Task requirements: What is the number of lines in the data that contain "giving"? Respond with nothing else.

[Extracted data entries]
------------------------

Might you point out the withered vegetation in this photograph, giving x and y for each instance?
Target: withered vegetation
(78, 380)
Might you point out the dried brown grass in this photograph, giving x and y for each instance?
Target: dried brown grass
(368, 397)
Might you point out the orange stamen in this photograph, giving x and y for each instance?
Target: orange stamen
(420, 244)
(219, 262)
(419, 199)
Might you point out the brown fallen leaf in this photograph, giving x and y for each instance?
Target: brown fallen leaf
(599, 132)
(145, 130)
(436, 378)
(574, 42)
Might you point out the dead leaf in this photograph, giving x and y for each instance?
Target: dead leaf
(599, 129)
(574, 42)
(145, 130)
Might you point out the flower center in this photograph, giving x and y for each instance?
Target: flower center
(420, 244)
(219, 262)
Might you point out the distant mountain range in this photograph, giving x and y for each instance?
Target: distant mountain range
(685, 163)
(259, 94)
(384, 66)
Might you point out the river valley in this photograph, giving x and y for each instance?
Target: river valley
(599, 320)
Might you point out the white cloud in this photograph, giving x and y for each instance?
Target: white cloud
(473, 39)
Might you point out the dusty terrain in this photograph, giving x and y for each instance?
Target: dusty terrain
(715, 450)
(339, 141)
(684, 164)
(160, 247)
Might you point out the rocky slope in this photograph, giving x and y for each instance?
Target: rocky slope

------------------------

Solution to the exercise: 11